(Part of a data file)

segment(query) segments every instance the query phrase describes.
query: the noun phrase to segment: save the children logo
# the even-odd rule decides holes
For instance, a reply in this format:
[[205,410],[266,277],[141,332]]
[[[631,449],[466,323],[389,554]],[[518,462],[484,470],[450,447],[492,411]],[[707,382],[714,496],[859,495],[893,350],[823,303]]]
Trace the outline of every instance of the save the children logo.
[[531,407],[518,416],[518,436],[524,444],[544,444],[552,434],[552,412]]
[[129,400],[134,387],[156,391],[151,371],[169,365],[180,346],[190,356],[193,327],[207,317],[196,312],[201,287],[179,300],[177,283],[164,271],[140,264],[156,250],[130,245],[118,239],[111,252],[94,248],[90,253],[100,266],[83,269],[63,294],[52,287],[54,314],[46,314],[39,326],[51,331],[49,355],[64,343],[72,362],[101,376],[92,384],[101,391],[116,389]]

» **Stated goal**: Rewrite all of the data above as a numbered list with one line per item, and leave out any blank lines.

» **Worked answer**:
1. segment(query) segments every instance the query phrase describes.
2. query: the noun phrase to segment: save the children logo
3. # the even-odd rule decides holes
4. For instance, a reply in this format:
5. [[205,410],[266,277],[141,332]]
6. [[[631,449],[466,323],[389,554]],[[518,462],[484,470],[450,447],[492,411]],[[707,382],[714,496],[859,495],[893,350],[823,303]]]
7. Trace the outline of every instance of the save the children logo.
8. [[531,407],[518,416],[518,436],[524,444],[544,444],[552,434],[552,412]]
9. [[129,400],[134,387],[156,391],[151,371],[169,365],[180,346],[190,356],[193,327],[207,317],[196,312],[201,287],[179,300],[177,283],[164,271],[140,264],[156,250],[130,245],[118,239],[111,252],[94,248],[90,253],[100,266],[83,269],[63,294],[52,287],[54,314],[46,314],[39,326],[51,331],[49,355],[64,343],[72,362],[101,376],[92,384],[101,391],[116,389]]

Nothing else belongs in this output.